▸ Material for this task:
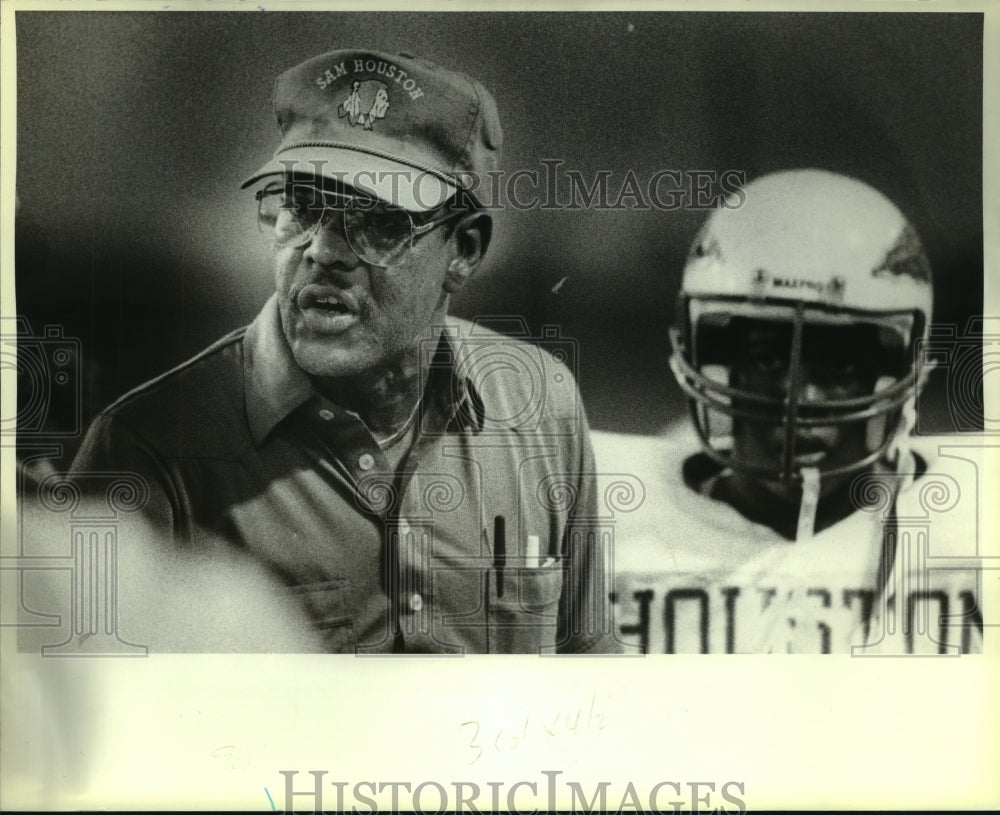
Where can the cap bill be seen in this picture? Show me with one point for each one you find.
(390, 181)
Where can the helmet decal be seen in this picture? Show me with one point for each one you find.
(905, 258)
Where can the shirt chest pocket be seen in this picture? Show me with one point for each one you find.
(523, 610)
(327, 604)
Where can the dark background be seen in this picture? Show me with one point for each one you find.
(136, 129)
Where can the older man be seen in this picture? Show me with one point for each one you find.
(420, 483)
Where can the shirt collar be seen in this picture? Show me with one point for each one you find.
(276, 386)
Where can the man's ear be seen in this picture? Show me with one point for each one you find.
(472, 237)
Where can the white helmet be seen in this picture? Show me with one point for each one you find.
(806, 246)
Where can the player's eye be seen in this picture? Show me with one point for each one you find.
(768, 362)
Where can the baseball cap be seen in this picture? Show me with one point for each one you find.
(403, 128)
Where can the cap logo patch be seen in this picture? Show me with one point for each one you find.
(367, 102)
(389, 71)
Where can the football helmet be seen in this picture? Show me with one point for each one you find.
(806, 247)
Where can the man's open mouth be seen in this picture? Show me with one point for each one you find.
(327, 310)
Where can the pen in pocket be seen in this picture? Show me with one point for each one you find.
(499, 550)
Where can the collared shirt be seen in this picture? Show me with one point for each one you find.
(487, 537)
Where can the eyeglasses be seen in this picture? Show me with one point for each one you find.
(290, 215)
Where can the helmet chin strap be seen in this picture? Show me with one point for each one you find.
(807, 506)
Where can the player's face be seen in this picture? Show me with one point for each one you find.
(837, 363)
(343, 317)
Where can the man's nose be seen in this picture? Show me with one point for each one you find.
(810, 389)
(328, 245)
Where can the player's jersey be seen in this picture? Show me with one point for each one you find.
(693, 575)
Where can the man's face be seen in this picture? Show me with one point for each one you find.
(344, 317)
(838, 362)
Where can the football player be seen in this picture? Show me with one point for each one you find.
(808, 521)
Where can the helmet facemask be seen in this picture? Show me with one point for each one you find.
(779, 388)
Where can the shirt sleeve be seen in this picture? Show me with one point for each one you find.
(112, 447)
(585, 619)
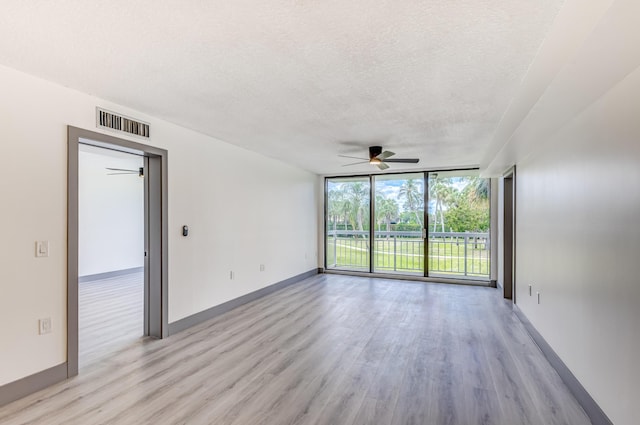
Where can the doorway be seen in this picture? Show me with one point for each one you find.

▸ Exercise requirements: Write out all the items above again, swapping "in this picture" for "in this image" everywhere and keeping everything else the same. Leave the pictures out.

▸ Task answer:
Where can the cap bill be seen in this image? Show me with one point for each one you find.
(390, 181)
Where can the helmet decal be seen in this image? Show me with one point for each one you find.
(905, 258)
Where can the shirt chest pocket be seen in this image? Show me with one point for each one you find.
(523, 610)
(327, 604)
Where can the dark background be seen in this image? Show me with one point for each one you find.
(136, 129)
Where can the older man be seen in this image? Show me with one point for each one you find.
(420, 483)
Where can the shirt collar be seen in this image? Show me with one point for each one you find.
(276, 386)
Where can the man's ear be seen in this image? Show me with one point for each one you find.
(472, 237)
Where can the white helmet be seen in this image? Show me with one point for each one you find.
(806, 246)
Where can the player's eye be seen in this image? Show me with one point for each one you find.
(768, 362)
Where can the baseball cap be seen in this image? Show me with one point for each one you find.
(403, 128)
Where can the cap logo patch be seen in this image? Show me with one point for each one you find.
(367, 102)
(389, 71)
Where can the football helmet be seen in this image? Show me with one point for each one you find.
(806, 247)
Where can the man's open mouth be seen in this image? Show me with one point for each one you find.
(327, 310)
Where can the pen in pocket be seen in this image? Show me with one point for each one you find.
(499, 550)
Where can the collared shirt be seen in this image? Show me with one point for each one you find.
(487, 537)
Where can the eyeglasses be seen in this image? Show me with one point for each one you find.
(290, 215)
Where can the helmet chin strap be seen in this image? Show me with one point for each one you find.
(807, 506)
Where can the player's face be seen in this image? Show me with one point for each one you find.
(837, 363)
(343, 317)
Where can the man's nose be seen in this image? Show me with one point for each one you find.
(810, 389)
(328, 245)
Where can the player's jersey be seen in this image? Show me with one point for each one you find.
(693, 575)
Where can the man's face be seen in this image? Show me with one point for each one you find.
(344, 317)
(838, 362)
Where can the football player be seen in this image? Show me with one point for each one you find.
(808, 521)
Where can the helmet facemask be seen in this image? Show me with one point for each one you find.
(779, 388)
Where can the shirt sleeve be seen in this image? Show me with one point for each one you find.
(112, 447)
(585, 619)
Where can the doorway be seen in this image? Show me with one point for each one you find.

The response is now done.